*Brief*: Collect each line of the records below that contains the string "find", and list those lines in the order they appear.
━━━ Supplied records ━━━
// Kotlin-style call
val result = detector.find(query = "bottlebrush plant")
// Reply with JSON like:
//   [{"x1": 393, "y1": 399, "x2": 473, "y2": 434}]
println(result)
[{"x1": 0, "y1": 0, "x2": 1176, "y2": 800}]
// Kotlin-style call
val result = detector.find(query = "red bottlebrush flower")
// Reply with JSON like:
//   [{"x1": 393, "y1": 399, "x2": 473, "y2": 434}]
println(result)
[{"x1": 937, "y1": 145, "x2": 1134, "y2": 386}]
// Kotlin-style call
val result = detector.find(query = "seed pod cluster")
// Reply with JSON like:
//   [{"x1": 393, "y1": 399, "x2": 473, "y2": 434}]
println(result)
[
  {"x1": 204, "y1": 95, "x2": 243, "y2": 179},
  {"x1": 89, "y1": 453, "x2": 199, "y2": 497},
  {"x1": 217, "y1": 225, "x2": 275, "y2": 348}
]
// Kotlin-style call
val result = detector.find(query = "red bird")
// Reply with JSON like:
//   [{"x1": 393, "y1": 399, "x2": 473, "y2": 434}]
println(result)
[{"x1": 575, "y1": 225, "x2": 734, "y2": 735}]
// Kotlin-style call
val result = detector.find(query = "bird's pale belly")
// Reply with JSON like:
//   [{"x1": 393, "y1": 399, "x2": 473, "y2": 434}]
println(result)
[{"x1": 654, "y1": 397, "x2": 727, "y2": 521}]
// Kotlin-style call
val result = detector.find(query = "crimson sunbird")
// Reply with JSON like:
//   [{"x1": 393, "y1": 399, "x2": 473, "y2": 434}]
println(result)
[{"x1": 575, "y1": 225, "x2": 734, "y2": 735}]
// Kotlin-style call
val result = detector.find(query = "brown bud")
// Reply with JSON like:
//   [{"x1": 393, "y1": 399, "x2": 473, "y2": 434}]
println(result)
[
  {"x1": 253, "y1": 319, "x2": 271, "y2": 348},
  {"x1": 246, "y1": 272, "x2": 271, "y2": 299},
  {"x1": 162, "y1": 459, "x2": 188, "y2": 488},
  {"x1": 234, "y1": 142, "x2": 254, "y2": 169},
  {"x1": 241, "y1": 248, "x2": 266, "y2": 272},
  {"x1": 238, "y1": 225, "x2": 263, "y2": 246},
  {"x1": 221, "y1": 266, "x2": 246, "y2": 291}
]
━━━
*Expected answer*:
val result = detector.find(query = "bottlebrush plant")
val result = detector.find(query = "red bottlebrush flower")
val result = detector.find(query = "seed pod cluster")
val result = detector.find(query = "red bird")
val result = detector.find(query = "bird's pale belly")
val result = detector.find(query = "crimson sunbird")
val result = detector.find(query = "brown bud")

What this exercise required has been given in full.